**Extract:**

VD
Why are you being hustled by street vendors to buy sad and drooping former roses, vegetative matter that missed the cut for bouquets, or were too late to the hospital?
Blame Esther A. Howland (1828 – 1904) of Worcester, Massachusetts. Her guilt is writ large by the Greeting Card Association’s Esther Howland Award for a Greeting Card Visionary. She imported the concept to the US from Britain to bolster her father’s stationery store in 1847.
Of course, it wasn’t long before the stationers had infiltrated school boards and imposed the now mandatory exchange in the classroom to push the low end product of Asian children and prisoners.
Seeing the success of the card merchants, the confectioners jumped on board to fill the lull between Christmas and Easter with the benefit that the bulk of purchases would be made by desperate men with less sense of taste than a golden retriever. If the box was red, heart-shaped, and said chocolate, a man would buy it.

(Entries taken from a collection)

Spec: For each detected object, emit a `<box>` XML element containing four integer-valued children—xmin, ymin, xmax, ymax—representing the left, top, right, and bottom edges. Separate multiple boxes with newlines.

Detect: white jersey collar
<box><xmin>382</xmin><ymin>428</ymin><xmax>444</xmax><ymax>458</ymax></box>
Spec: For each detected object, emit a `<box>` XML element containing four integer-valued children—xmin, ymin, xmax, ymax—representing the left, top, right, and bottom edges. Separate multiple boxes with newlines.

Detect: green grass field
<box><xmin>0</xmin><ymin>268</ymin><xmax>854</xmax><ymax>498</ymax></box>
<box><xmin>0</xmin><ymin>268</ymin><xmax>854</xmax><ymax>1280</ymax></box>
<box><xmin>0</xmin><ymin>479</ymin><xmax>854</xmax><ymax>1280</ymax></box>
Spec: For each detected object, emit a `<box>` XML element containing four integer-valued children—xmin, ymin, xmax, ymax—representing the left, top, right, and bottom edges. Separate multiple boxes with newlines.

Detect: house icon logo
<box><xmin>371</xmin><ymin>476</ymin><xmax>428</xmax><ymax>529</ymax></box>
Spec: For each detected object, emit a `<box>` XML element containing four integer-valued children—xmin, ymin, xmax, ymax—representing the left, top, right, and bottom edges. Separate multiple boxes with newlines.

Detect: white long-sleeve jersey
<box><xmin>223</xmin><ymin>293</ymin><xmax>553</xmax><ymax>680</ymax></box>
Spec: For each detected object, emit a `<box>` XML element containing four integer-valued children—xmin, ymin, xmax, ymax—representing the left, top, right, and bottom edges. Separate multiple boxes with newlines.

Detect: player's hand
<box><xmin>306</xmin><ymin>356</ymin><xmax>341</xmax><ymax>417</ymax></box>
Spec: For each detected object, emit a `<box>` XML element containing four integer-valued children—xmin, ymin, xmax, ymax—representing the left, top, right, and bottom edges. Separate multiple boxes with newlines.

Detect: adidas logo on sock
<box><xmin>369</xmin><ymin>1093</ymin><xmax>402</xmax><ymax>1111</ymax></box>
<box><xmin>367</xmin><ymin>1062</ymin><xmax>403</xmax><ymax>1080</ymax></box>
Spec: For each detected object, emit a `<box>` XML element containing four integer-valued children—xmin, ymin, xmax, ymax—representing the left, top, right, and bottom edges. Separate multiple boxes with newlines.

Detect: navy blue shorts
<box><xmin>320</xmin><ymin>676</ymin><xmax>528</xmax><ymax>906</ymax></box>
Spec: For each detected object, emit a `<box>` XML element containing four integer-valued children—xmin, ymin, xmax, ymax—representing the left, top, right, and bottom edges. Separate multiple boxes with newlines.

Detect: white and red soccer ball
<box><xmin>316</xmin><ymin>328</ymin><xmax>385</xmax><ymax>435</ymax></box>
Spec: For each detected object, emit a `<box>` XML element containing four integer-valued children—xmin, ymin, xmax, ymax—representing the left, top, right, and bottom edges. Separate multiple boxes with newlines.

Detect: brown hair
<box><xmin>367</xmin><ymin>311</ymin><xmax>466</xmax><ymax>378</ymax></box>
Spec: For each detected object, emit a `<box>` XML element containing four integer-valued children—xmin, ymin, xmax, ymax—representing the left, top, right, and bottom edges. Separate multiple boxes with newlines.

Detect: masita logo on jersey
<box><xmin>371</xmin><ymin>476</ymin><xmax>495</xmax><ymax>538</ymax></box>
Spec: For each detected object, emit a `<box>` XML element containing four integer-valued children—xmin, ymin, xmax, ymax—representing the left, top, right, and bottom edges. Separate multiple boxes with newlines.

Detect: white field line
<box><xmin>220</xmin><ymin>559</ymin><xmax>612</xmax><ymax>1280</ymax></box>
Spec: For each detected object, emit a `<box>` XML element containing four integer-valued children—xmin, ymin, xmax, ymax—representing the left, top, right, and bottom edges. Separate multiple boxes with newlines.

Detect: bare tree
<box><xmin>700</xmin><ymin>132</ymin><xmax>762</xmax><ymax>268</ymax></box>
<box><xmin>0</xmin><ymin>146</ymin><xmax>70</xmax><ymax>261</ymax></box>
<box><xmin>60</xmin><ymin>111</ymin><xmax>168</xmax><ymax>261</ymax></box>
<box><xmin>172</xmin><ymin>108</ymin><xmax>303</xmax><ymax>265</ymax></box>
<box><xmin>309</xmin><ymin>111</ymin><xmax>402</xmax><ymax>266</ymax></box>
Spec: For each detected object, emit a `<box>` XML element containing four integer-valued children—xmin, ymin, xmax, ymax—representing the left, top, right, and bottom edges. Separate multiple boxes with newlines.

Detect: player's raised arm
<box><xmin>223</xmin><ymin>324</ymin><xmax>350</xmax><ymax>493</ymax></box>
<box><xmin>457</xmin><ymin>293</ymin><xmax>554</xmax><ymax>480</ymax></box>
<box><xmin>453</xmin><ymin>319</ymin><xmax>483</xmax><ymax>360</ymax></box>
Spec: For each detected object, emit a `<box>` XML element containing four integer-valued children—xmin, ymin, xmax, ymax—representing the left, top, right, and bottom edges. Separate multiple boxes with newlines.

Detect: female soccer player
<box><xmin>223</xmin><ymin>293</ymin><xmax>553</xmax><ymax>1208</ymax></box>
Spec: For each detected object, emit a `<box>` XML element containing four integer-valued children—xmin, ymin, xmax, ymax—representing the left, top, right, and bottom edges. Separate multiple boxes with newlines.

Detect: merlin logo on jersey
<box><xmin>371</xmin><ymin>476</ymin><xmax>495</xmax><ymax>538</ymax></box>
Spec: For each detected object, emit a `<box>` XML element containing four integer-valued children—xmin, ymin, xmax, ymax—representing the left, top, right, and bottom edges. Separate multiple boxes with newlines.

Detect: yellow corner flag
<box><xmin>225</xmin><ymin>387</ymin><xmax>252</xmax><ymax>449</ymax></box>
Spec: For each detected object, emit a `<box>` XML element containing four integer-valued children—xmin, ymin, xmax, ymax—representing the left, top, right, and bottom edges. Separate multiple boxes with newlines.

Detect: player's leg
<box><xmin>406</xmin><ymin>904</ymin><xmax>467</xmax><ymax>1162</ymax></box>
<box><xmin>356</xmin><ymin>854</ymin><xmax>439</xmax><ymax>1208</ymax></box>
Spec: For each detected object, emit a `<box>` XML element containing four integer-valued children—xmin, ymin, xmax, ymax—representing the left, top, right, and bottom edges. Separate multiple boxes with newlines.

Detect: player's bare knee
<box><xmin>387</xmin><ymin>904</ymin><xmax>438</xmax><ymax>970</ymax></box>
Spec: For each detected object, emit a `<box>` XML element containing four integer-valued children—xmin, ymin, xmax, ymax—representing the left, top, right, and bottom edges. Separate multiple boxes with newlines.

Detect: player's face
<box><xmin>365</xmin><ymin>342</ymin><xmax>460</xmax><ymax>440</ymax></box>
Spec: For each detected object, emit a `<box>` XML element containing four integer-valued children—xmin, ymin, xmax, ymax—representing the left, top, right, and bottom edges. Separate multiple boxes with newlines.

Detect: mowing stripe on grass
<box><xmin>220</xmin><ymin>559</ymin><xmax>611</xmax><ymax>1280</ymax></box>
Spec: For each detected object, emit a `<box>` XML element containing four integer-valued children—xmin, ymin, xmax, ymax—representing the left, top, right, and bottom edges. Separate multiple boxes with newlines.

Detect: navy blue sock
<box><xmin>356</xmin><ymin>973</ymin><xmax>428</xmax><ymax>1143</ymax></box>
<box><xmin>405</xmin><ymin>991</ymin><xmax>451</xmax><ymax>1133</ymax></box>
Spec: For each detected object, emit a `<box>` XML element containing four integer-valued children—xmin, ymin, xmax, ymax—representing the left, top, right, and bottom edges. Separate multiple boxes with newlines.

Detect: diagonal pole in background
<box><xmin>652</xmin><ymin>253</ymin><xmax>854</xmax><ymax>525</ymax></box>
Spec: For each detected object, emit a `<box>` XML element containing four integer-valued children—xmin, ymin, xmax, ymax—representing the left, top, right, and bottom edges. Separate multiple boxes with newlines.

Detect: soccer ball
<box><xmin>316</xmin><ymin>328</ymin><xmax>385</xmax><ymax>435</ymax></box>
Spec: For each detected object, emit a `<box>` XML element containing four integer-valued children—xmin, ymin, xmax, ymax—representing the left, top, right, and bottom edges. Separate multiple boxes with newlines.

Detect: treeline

**Explore the material:**
A) List the three features that, according to the passage about greeting cards, a box must have for a man to buy it.
B) Copy the words of the passage about greeting cards word for word, starting with "Blame Esther A." and going on through "store in 1847.".

**Answers to the exercise:**
A)
- It is red.
- It is heart-shaped.
- It says chocolate.

B)
Blame Esther A. Howland (1828 – 1904) of Worcester, Massachusetts. Her guilt is writ large by the Greeting Card Association’s Esther Howland Award for a Greeting Card Visionary. She imported the concept to the US from Britain to bolster her father’s stationery store in 1847.